**Records provided**:
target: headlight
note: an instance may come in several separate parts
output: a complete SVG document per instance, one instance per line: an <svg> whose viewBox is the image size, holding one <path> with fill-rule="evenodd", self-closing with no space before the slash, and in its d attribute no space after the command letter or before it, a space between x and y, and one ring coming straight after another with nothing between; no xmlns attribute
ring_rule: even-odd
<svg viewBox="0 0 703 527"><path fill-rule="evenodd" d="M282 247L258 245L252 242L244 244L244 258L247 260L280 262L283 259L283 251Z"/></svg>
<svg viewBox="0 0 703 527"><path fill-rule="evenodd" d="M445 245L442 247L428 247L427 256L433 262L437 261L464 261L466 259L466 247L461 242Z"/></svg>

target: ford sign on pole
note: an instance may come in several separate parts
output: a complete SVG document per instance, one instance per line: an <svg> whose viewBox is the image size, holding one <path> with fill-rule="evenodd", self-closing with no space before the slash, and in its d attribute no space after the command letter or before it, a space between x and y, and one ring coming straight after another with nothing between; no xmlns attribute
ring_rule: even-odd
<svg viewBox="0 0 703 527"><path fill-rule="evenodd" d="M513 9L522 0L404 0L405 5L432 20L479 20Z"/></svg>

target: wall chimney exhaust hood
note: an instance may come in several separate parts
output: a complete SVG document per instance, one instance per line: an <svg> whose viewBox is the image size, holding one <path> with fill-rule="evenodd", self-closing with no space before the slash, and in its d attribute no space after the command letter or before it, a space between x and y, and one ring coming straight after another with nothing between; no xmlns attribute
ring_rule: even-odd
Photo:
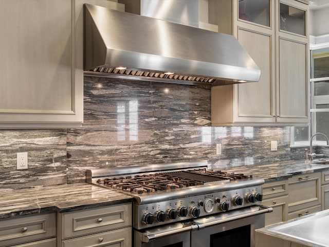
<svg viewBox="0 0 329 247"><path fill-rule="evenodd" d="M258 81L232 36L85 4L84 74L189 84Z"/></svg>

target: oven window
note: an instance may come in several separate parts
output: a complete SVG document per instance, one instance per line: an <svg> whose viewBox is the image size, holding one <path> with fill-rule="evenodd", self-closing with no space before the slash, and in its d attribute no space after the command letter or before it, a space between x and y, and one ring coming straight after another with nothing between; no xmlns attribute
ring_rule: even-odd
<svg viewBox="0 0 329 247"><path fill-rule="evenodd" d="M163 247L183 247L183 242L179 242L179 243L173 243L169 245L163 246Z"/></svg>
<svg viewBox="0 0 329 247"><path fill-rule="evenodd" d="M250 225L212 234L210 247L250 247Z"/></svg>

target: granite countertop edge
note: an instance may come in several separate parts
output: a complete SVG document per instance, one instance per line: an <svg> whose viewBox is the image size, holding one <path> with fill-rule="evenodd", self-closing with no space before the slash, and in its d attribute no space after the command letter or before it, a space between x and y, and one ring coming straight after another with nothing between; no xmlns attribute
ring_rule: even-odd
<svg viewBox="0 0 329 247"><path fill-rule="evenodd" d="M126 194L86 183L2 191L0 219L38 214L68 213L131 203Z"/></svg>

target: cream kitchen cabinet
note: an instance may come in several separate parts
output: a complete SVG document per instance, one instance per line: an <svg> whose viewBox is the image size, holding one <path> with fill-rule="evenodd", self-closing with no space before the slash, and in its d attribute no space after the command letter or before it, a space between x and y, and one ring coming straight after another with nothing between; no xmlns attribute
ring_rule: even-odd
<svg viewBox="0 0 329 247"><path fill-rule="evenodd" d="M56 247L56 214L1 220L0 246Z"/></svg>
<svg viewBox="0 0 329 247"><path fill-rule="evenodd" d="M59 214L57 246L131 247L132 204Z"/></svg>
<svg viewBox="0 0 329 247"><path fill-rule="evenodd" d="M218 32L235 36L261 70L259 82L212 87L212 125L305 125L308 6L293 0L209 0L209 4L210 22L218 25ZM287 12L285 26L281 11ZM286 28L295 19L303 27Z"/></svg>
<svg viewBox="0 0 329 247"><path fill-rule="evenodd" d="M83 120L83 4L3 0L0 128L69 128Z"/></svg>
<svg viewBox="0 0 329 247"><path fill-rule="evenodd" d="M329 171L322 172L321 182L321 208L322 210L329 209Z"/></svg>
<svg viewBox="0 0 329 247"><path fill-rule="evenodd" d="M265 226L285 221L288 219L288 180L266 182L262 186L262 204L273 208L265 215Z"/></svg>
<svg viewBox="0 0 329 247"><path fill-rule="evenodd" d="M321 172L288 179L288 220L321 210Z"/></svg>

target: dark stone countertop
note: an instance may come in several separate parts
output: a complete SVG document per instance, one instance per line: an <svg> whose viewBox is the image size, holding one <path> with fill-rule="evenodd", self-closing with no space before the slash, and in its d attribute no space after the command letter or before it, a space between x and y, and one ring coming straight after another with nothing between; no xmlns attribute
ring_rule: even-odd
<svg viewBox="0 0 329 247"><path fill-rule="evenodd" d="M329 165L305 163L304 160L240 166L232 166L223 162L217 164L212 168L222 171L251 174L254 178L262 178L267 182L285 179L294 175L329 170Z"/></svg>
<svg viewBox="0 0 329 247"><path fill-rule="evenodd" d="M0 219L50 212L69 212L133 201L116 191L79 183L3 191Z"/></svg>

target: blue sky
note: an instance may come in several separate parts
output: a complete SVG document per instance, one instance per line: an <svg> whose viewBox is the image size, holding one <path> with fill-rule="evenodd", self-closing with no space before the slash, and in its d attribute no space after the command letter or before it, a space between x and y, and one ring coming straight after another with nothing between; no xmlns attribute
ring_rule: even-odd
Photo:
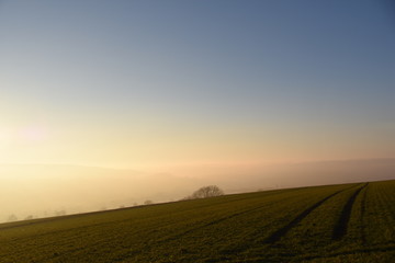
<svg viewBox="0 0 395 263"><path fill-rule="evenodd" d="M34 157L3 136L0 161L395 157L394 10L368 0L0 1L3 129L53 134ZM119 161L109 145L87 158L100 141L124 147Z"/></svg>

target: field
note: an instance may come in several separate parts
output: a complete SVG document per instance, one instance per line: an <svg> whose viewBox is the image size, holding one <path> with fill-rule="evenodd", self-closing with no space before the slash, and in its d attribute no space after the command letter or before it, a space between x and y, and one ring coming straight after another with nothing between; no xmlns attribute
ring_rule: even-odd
--
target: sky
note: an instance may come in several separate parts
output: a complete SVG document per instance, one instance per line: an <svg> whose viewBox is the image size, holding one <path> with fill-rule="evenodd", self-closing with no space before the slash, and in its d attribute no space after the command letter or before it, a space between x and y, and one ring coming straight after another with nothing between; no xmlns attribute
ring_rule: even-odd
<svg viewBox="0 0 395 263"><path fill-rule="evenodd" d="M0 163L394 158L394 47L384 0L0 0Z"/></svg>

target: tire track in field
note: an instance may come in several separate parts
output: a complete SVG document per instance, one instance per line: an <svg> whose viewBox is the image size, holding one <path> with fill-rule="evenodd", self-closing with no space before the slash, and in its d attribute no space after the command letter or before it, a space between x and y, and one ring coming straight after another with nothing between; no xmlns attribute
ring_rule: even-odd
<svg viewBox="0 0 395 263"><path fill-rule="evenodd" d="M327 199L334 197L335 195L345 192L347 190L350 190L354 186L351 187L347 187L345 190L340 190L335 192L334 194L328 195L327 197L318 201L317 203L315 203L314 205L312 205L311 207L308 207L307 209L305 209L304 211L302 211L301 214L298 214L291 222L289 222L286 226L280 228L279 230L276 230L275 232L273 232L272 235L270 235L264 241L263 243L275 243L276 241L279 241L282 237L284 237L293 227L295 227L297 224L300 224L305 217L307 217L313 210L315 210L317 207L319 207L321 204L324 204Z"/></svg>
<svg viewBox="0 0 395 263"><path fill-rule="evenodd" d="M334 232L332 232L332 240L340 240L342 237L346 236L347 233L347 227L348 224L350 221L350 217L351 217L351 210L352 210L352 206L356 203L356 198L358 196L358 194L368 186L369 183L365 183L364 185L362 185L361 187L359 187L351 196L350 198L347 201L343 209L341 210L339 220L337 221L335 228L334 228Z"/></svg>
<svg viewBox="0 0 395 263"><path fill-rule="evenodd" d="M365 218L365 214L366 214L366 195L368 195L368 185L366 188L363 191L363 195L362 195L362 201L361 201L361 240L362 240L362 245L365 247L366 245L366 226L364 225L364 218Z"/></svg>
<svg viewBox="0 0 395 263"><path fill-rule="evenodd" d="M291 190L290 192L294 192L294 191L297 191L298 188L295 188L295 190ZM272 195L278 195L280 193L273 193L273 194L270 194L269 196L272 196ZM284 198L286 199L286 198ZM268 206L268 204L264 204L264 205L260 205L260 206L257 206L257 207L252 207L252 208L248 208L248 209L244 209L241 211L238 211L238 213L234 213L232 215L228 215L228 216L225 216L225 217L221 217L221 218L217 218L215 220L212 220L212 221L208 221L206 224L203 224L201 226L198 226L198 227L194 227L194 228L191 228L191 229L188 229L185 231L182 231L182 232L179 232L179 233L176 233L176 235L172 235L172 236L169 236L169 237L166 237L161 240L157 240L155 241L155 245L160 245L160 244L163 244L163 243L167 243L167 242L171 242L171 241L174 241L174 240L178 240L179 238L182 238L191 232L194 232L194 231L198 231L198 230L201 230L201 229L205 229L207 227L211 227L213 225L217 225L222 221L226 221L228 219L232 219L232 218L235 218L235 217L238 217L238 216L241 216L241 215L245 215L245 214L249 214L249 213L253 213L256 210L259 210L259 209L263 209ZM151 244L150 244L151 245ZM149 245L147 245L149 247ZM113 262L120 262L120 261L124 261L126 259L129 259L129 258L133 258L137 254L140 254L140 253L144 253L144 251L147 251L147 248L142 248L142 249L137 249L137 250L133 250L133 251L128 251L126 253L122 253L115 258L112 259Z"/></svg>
* * *
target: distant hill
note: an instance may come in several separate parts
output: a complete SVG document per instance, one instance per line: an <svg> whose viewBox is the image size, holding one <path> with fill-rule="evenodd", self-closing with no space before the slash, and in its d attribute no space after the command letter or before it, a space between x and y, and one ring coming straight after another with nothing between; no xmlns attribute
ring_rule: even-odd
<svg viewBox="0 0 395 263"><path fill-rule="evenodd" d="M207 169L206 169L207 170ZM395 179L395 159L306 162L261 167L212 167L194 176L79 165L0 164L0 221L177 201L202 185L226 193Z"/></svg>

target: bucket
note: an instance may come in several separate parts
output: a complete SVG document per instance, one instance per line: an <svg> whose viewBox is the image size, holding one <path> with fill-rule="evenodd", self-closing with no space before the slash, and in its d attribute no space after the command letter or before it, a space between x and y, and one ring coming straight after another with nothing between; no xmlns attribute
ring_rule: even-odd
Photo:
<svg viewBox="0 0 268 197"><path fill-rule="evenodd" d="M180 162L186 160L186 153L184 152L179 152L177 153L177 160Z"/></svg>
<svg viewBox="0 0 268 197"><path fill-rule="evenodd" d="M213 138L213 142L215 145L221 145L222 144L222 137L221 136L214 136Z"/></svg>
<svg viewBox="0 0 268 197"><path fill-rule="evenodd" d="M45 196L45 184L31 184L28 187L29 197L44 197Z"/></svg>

**Directions**:
Rewrite the lines from the one containing "target: distant hill" through the one containing "169L206 169L207 170ZM395" as a Markdown table with the columns No. and Line, numbering each line in order and omitting blank lines.

**Solution to this task**:
| No. | Line |
|---|---|
| 1 | target: distant hill |
| 2 | note: an instance may come in several separate parts |
| 3 | output: a complete SVG document per instance, one instance per line: an <svg> whose viewBox is the image size, holding one <path> with fill-rule="evenodd", self-closing with no space before the slash, and in its d attribute no space after the command letter or before it, a space between x and y, and one ring coming straight after another with nothing between; no xmlns attribute |
| 4 | ring_rule: even-odd |
| 5 | <svg viewBox="0 0 395 263"><path fill-rule="evenodd" d="M207 169L206 169L207 170ZM395 179L395 159L306 162L261 167L212 167L194 176L79 165L0 164L0 221L177 201L202 185L226 193Z"/></svg> |